(Beginning of Input material)
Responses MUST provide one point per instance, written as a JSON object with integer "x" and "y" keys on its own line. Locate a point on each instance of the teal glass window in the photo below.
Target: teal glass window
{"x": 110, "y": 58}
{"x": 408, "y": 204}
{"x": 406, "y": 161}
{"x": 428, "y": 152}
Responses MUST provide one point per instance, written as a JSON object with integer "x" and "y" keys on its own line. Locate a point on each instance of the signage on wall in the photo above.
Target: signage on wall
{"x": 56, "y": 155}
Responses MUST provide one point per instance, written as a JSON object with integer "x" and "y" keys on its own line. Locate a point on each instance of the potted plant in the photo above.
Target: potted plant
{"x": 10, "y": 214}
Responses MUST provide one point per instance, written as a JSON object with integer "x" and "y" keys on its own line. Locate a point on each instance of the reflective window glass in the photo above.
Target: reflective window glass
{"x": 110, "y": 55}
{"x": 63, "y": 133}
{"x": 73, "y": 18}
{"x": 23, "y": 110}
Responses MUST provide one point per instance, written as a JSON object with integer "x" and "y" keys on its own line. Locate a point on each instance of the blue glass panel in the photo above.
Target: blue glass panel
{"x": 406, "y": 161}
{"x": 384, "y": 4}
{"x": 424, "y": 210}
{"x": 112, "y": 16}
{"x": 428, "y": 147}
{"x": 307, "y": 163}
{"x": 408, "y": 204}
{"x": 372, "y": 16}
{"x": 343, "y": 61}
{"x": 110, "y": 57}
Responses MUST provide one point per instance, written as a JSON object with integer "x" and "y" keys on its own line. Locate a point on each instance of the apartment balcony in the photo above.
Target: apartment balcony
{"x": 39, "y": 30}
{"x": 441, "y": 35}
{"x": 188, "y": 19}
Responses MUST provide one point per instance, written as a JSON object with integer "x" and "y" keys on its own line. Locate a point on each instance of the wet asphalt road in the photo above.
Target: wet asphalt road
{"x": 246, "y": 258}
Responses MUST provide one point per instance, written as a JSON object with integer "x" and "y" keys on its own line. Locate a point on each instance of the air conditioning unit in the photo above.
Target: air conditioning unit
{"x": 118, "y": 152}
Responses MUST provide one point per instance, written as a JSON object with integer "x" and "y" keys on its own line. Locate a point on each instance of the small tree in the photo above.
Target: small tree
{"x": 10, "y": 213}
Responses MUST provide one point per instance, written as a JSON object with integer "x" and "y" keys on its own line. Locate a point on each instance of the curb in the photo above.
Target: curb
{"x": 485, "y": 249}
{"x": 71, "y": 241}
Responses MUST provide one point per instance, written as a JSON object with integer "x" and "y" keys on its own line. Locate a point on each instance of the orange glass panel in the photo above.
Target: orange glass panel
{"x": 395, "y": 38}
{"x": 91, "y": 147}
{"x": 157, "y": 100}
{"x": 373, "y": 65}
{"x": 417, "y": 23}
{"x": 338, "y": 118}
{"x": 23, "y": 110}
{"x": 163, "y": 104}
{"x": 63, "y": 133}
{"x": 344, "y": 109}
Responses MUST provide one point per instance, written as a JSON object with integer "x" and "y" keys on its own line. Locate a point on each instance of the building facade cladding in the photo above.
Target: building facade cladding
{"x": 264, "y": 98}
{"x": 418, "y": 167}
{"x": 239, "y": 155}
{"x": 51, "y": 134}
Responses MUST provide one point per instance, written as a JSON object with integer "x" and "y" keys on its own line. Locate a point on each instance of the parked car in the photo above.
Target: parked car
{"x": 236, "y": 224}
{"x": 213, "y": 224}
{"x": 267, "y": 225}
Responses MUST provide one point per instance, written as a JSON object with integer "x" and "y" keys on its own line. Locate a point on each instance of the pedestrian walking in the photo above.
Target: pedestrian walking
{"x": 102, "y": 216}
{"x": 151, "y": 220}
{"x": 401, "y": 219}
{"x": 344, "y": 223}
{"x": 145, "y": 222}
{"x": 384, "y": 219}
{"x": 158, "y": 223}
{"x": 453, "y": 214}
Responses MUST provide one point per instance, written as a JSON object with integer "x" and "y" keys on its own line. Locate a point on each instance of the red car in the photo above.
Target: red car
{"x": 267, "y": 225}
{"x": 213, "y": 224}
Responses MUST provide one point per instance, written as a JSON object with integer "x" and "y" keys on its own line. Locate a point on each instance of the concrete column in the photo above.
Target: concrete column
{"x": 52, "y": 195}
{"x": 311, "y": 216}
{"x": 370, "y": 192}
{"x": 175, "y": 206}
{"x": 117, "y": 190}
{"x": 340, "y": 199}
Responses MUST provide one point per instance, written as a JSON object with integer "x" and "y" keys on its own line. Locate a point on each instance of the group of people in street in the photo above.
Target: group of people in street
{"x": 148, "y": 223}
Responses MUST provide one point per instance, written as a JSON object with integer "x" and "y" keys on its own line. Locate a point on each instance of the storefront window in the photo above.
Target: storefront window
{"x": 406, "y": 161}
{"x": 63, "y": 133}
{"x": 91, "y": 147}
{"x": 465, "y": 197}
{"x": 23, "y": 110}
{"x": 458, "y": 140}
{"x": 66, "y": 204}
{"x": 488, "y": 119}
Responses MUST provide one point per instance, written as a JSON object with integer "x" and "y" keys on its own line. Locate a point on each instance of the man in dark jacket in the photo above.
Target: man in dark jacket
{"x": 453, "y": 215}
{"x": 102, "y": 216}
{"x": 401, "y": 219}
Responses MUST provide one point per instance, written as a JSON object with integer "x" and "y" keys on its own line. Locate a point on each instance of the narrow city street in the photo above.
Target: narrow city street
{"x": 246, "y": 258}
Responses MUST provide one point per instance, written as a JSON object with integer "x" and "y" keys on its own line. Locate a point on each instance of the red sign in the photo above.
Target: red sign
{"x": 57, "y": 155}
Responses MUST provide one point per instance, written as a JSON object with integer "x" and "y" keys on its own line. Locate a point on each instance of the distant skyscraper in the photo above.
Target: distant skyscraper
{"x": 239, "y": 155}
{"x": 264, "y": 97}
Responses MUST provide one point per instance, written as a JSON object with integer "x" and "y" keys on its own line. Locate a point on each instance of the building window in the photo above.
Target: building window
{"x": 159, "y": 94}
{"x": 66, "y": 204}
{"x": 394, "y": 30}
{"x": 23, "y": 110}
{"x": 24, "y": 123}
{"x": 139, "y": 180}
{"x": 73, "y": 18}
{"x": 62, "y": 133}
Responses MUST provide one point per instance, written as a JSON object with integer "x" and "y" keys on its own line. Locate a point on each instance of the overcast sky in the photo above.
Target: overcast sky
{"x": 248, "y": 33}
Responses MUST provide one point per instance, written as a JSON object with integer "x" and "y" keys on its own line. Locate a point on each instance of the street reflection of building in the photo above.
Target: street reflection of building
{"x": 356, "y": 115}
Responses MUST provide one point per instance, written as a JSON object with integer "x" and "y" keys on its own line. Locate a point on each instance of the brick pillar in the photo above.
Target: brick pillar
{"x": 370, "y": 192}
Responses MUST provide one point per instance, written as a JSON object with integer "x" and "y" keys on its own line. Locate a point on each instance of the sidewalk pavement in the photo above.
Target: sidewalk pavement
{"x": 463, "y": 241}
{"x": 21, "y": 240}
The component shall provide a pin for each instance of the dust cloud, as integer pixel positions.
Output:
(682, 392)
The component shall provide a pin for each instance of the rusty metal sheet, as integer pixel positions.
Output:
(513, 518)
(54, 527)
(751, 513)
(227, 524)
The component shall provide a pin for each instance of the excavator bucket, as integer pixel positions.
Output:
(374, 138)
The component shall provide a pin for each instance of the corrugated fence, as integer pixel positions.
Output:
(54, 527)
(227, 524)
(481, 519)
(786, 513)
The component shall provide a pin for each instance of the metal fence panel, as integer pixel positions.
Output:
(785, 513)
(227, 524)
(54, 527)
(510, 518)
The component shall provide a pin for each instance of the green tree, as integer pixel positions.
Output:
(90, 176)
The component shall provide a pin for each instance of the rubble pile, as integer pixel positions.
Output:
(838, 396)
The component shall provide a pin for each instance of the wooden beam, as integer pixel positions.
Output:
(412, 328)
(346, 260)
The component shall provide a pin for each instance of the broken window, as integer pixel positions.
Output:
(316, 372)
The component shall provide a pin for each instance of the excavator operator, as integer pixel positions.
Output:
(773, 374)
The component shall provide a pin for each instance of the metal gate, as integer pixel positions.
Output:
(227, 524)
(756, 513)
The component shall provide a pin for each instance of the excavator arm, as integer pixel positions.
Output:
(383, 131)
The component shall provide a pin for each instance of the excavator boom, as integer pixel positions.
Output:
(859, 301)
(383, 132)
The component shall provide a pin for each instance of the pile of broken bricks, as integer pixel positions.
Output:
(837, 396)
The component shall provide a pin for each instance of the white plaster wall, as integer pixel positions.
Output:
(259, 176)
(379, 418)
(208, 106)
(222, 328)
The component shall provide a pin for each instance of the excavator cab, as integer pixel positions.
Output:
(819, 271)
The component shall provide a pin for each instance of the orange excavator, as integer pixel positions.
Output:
(End of Input material)
### How to complete this task
Output only an exact transcription of the lines above from the one with "sign in the photo above." up to and including the one with "building window in the photo above.".

### Expected answer
Responses MUST provide one point per instance, written as a JSON object with integer "x" and "y" keys on its own line. Locate a point on each instance of the red sign in the photo above.
Target: red sign
{"x": 57, "y": 155}
Responses MUST provide one point per instance, written as a JSON object with integer "x" and "y" keys on its own line. Locate a point on each instance of the distant skyscraper in the photo above.
Target: distant skyscraper
{"x": 239, "y": 155}
{"x": 264, "y": 97}
Responses MUST provide one point per instance, written as a JSON object with integer "x" and "y" keys on its own line. Locate a point on each instance of the building window in the photo above.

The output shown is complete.